> _QUOTED PASSAGE_

────────

And the work of life which God calls us to do has one great end - the development and perfecting of our character. It has, no doubt, its own intrinsic value; it would be a most uninspiring view of the work of life to suppose that in itself it was worthless, like some piece of work given a child, only to teach her how to use her needle. We cannot estimate the value of what is done upon earth, we cannot see its issues; but that it has an intrinsic value we cannot doubt. Yet the great end for which we have been chosen to do it is for our own development and perfection. We may no doubt do the very work God has put us on earth to do in a way that injures ourselves; but if this be so, we may also feel assured that the work of God must suffer also; if the machine gets out of order, it cannot do its work perfectly. It is by the work of life, and in the place chosen by God, that the character is to be formed and perfected, and it is by the character deepening in perfection that the work is to be most perfectly done. There is the work and there is the man - they were made for one another - no one can do the work so well as he, and no other work can do so much for that man. Such a thought will give interest and value to all we have to do, and raise the smallest and most insignificant duties out of the commonplace. Those uninteresting surroundings, and dull people, and that round of duties, they are the tools with which God carves and chisels out of our nature the likeness of Christ; to neglect anything, to do anything in a careless and perfunctory way, will not only spoil the work but will injure the worker.
This, then, must be a fundamental and ruling principle in life, the principle of Vocation - of a purpose which we are called to fulfill; everything will go wrong if the aim is not right. If the aim be true, it will give force and directness to the whole character, and every power of nature and grace will be developed in its perfect proportion.
The idea of Vocation must not be limited to one or two of the more clearly marked calls of God, such as the call to the priesthood or the religious life; we read in the Gospels of one who thought he had a call to such a special following of our Lord as the Apostles had, and our Lord forbade him, and said to him, 'Go home to thy friends, and tell them how great things the Lord hath done for thee.' (Mark 5:19) He would have mistaken his Vocation if he had given up everything to follow Christ; his Vocation, therefore, was as distinctly to the home life as was Saint Peter's to the apostolic life. It is important that we should remember this: Vocation is the call of God to whatever form of life He may please to call one. The realising of one's position in life as a Vocation is like a conversion, it is the opening of the eyes to see the purpose and Will of God behind and through the ordinary events of life. The parable of the labourers in the vineyard shows us the monotonous and commonplace life of a day labourer transformed by the hearing of the call, 'Go, work in my vineyard.' (Matthew 20:4)
In the manifold works and obligations of life, all that keeps the world going, the fundamental difference lies in this, that multitudes who fulfil those duties do so because they are obliged; some few do them in obedience to the Will of God, and this makes all the difference in the character of those who work. Therefore, while some Vocations are no doubt more clearly marked than others, everyone, no matter how humble his position, has his place and work assigned by God, and consequently has in the true sense of the word a Vocation, the realising and fulfilling of which is the condition of perfection.

────────

[A block of data]
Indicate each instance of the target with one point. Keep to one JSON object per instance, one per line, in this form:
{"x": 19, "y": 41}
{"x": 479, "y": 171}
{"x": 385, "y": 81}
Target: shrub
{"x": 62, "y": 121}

────────

> _WHAT THIS EXERCISE ASKS_
1. Rewrite the passage on Vocation between "In the manifold" and "condition of perfection.", inclusive, replacing "humble" with "lowly".
2. Using the passage on Vocation, decide whether each statement below agrees with it. Answer yes or no for each, and quote the words that decide it.
(a) The passage treats the call to the priesthood or the religious life as the only true Vocation.
(b) The passage holds that everyone, whatever their position, has a Vocation.
(c) The passage claims the work of life has no value in itself.
3. Go on with the passage on Vocation from the point where it stops.

> _THE RESULTS_
1.
In the manifold works and obligations of life, all that keeps the world going, the fundamental difference lies in this, that multitudes who fulfil those duties do so because they are obliged; some few do them in obedience to the Will of God, and this makes all the difference in the character of those who work. Therefore, while some Vocations are no doubt more clearly marked than others, everyone, no matter how lowly his position, has his place and work assigned by God, and consequently has in the true sense of the word a Vocation, the realising and fulfilling of which is the condition of perfection.

2.
(a) No: "The idea of Vocation must not be limited to one or two of the more clearly marked calls of God, such as the call to the priesthood or the religious life"
(b) Yes: "everyone, no matter how humble his position, has his place and work assigned by God, and consequently has in the true sense of the word a Vocation"
(c) No: "but that it has an intrinsic value we cannot doubt"

3.
We must consider further that all God's action towards us will be directed to perfect us through our Vocation, ' This is the Will of God, even your sanctification;' (1 Thessalonians 4:3) it is true, He does care for our happiness and temporal welfare. Everything that affects us is of interest to Him, but all is subservient to our true happiness and the real success of life. If health is necessary that we should reach this end, we may be assured that we shall have health; if health would hinder us, it shall be taken from us; if success is good for us, He will allow us to succeed, but if it would stand in our way, if we would rest in it, or it would elate us and make us worldly, we shall not have success. And so with everything: all is in His hands, and all is ordered with a view to this one end - the fulfillment of the purpose for which He placed us here. And God cannot be won round to forego this. No prayers will move Him. He would be unfaithful to us and to His promises if He failed to fulfil His part. The opportunities, the temptations, the troubles, the blessings will come, the ordering of the outward circumstances of our life; all this we may be sure of, whether we correspond or not. This mighty Will goes on ordering all as it should if we were faithful.
There is something at once alarming and bracing in this thought: it is alarming, indeed, if we do not care to correspond, to think that the strong currents of God's Will, working towards an end from which we have turned away, still keep beating around us, beating upon us, filling the spaces of our life with movements that all tend in the opposite direction to our own, and that must eventually crush us if we do not turn and yield. And yet bracing too: is it not a bracing and inspiring thought to think that there is the Will of Him who orders all things working towards one end - the end towards which we have turned our life - and that it is always on the side of our best selves, always waging unceasing war against any one-sided or partial view of life; that if we get lax or weak He will not be so unkind as to yield to us; that if we swerve for an instant to one side or the other, it, as it were, strikes us and forces us back again. What a strength to think that we have no plan, no purpose in life but His whose Will orders all things.
We have thus but to look out upon the circumstances of our life at any moment to see the operation of this Will on our behalf. 'All things work together for good,' if only our will is directed towards the same end as His. A few suggestions may be helpful with a view to training the will to correspond with God's purpose.
1. Try to see the Will of God in little things. 'The very hairs of your head are all numbered,' (Luke 12:7) 'Not a sparrow shall fall on the ground' (Matthew 10:29) without His will. Nothing happens in our daily life without His permitting it, even what happens through the sin of others. God does not will sin, but He does permit that, sin being committed, we should be tried by it. It needs the constant exercise of faith and watchfulness to see the Will of God constantly operating towards us.
2. Keep the will free when anything naturally pleasing offers itself, some opportunity of enjoyment, some plan that you would naturally like; wait before you decide, and look to God, consult His Will before you choose - that pause and prayer may make all the difference in the result of your choice.
3. So, too, in times of uncertainty, make constant acts of self-oblation, keep your will free till you know the Will of God. Many a time such periods of uncertainty are permitted as times of preparation; during that time of waiting the will learns to accept what it perhaps could not have accepted at once.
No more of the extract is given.